PAGE
┄┄┄┄┄┄┄┄┄┄┄┄┄┄┄┄┄┄┄┄

Berlin, Germany: Incendiary Actions Against Telekom, Deutsche Bahn and Vodafone
Berlin, June 2018
Restructuring power via digitization is in full swing. Hardly anything that cannot be complemented by a ‘smart’ in its name and thus a new place in this world has escaped this process. Everything is networked. Cameras, sensors and chips are constantly sending and letting things communicate. ‘Big Data’ is the currency of tomorrow. Even our relationships, actions and thinking are permanently exposed to digital access. Reduced to information, we feed the algorithms of the machines, helping to make the future manageable and controllable.
It’s not always easy to hold on to the possibility of destroying this system as the rapid pace of the technological attack is widening and the net of domination stretches around us. All the more important are the moments of counterattack to reject the powerlessness that is spreading in the face of current developments. So we are all the more pleased that the answers to the misery produced by the colonization of the world via techno-industrial hegemony are found again and again in Berlin. Within the context of the planned Google campus in Kreuzberg, a fight has developed that is not only aimed at the tech giants and their universe, but also at the social level. Self-organization, direct communication and the power of the attack are the means of choice. Various acts of sabotage, such as the one last March by ‘Vulkangruppe NetzHerrschaft zerreißen’ have shown that the infrastructure of the flow of goods, communication and data networks is vulnerable and can be disrupted by arson attacks against cable networks and sensitive radio antennas. But other actors in the city’s and life’s smartification have also become the target of anger, such as the torched Amazon vehicles, the Molotov attack against the start-up factory, the attacks against Zalando or the Humboldthain Technology Park, and so on. We want to fuel these conflicts with our contribution by picking out some well-known players who are actively working to expand and optimize the web of domination and control.
And so, on the night of June 14th in the Tiergarten, just before the start of the public sports broadcast there, we set fire to the cables and control boxes of a Vodafone radio antenna. This antenna is used in addition to mobile radio for the BOS radio of the cops and other authorities. We are optimistic that our intervention at this antenna at least allowed a transmission break, so that for a moment it would have provided radio silence. The cop ticker went silent, perhaps this info on the way to the headquarters in the charred cables that now adorn the system, stuck.

┄┄┄┄┄┄┄┄┄┄┄┄┄┄┄┄┄┄┄┄

STORED RECORDS
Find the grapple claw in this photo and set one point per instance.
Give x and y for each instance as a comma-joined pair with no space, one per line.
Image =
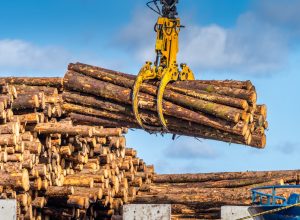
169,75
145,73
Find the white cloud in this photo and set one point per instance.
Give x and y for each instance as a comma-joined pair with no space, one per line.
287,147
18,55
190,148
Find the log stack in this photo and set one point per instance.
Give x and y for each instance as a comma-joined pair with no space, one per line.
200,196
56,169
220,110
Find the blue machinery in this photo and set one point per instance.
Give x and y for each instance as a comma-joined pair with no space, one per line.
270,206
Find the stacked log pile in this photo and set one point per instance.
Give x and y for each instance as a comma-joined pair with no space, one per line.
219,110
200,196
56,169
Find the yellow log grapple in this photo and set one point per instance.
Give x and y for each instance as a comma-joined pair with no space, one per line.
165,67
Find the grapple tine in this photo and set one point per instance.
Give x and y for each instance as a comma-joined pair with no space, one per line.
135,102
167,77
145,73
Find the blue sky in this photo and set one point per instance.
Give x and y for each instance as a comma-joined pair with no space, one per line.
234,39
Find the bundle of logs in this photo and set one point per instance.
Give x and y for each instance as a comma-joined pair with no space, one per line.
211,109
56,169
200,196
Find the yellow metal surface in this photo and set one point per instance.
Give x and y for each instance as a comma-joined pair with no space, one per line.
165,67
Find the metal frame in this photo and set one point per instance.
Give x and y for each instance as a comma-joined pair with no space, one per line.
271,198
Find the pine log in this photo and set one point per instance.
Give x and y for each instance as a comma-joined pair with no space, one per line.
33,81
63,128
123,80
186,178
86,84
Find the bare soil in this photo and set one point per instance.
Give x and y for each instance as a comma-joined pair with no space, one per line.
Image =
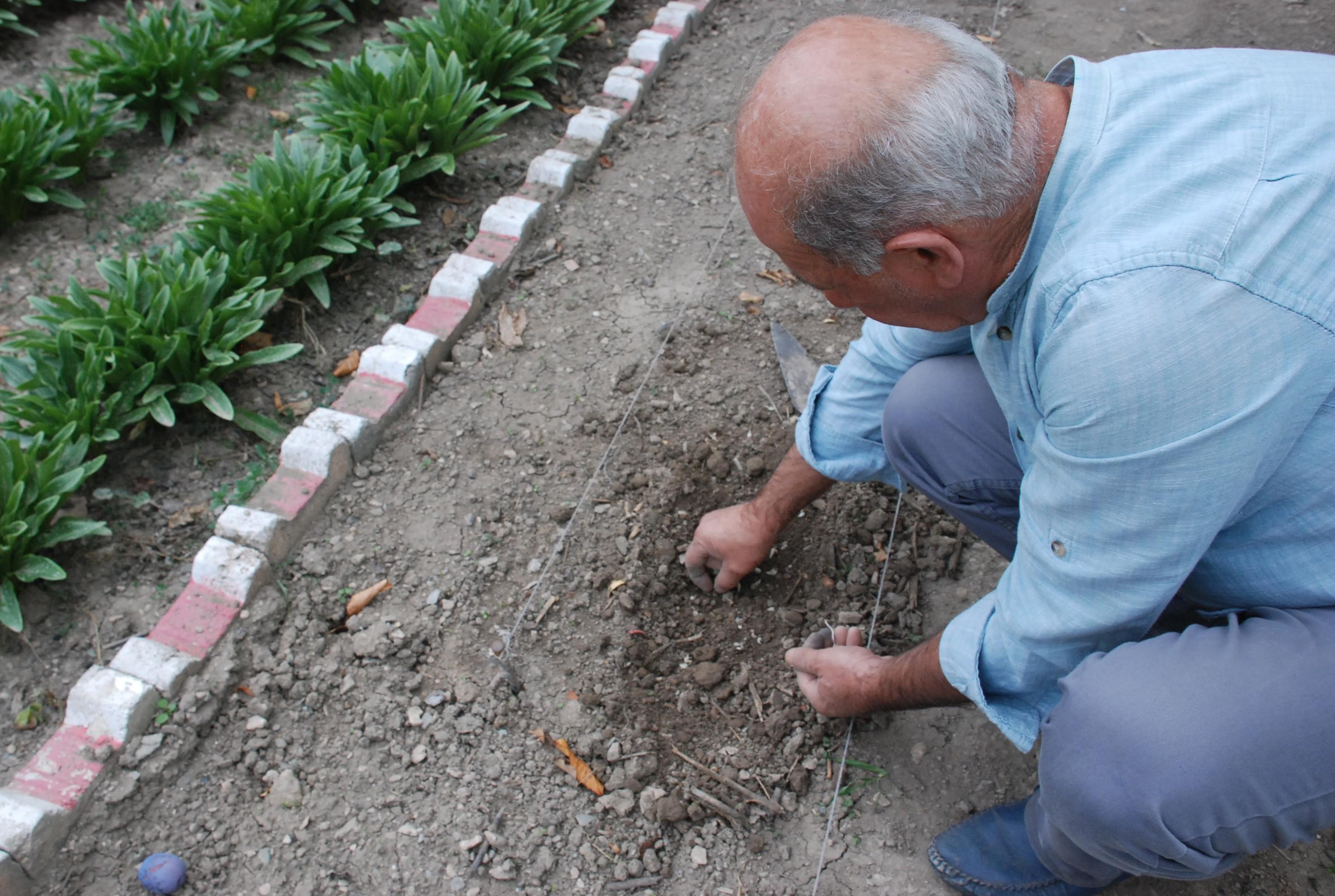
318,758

┄┄┄┄┄┄┄┄┄┄┄┄┄┄┄┄┄┄┄┄

EXERCISE PROMPT
Please reproduce the whole text above about incendiary actions in Berlin, word for word.

WRITTEN SOLUTION
Berlin, Germany: Incendiary Actions Against Telekom, Deutsche Bahn and Vodafone
Berlin, June 2018
Restructuring power via digitization is in full swing. Hardly anything that cannot be complemented by a ‘smart’ in its name and thus a new place in this world has escaped this process. Everything is networked. Cameras, sensors and chips are constantly sending and letting things communicate. ‘Big Data’ is the currency of tomorrow. Even our relationships, actions and thinking are permanently exposed to digital access. Reduced to information, we feed the algorithms of the machines, helping to make the future manageable and controllable.
It’s not always easy to hold on to the possibility of destroying this system as the rapid pace of the technological attack is widening and the net of domination stretches around us. All the more important are the moments of counterattack to reject the powerlessness that is spreading in the face of current developments. So we are all the more pleased that the answers to the misery produced by the colonization of the world via techno-industrial hegemony are found again and again in Berlin. Within the context of the planned Google campus in Kreuzberg, a fight has developed that is not only aimed at the tech giants and their universe, but also at the social level. Self-organization, direct communication and the power of the attack are the means of choice. Various acts of sabotage, such as the one last March by ‘Vulkangruppe NetzHerrschaft zerreißen’ have shown that the infrastructure of the flow of goods, communication and data networks is vulnerable and can be disrupted by arson attacks against cable networks and sensitive radio antennas. But other actors in the city’s and life’s smartification have also become the target of anger, such as the torched Amazon vehicles, the Molotov attack against the start-up factory, the attacks against Zalando or the Humboldthain Technology Park, and so on. We want to fuel these conflicts with our contribution by picking out some well-known players who are actively working to expand and optimize the web of domination and control.
And so, on the night of June 14th in the Tiergarten, just before the start of the public sports broadcast there, we set fire to the cables and control boxes of a Vodafone radio antenna. This antenna is used in addition to mobile radio for the BOS radio of the cops and other authorities. We are optimistic that our intervention at this antenna at least allowed a transmission break, so that for a moment it would have provided radio silence. The cop ticker went silent, perhaps this info on the way to the headquarters in the charred cables that now adorn the system, stuck.